╭─ Supplied data
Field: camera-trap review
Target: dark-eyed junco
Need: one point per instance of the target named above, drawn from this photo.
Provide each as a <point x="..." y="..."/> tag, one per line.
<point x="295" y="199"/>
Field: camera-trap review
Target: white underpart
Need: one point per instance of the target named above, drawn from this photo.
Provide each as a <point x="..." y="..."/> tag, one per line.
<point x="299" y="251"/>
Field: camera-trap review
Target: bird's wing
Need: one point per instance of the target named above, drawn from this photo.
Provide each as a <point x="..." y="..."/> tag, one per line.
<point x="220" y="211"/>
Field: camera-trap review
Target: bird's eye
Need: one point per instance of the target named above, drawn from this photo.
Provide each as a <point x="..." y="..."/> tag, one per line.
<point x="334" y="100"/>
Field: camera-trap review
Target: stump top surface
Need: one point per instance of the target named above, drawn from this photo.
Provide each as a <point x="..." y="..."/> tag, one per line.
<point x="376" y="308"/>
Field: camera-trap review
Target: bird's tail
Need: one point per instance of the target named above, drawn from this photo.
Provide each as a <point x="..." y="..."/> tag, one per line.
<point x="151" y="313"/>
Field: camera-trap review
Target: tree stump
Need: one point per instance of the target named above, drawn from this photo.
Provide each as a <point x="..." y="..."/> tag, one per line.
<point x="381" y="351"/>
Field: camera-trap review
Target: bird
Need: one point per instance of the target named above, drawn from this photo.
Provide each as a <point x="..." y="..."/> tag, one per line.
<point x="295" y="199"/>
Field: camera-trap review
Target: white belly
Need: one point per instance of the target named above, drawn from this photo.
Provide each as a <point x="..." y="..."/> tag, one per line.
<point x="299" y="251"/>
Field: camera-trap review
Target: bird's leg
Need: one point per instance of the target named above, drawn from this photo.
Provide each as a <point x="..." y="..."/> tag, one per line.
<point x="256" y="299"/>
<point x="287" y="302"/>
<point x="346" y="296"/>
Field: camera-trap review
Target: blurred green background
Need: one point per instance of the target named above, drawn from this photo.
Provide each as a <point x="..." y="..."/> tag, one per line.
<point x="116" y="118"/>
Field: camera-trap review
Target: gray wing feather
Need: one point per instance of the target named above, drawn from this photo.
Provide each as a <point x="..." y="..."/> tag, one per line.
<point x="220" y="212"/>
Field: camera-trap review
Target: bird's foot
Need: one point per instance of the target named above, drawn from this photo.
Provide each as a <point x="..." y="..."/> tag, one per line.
╰─
Task description: Please pull out every line of the entries above that contains the string "bird" and copy each one. Matching is case-sensitive.

Answer to the exercise:
Target: bird's wing
Target: bird's eye
Target: bird's tail
Target: bird
Target: bird's leg
Target: bird's foot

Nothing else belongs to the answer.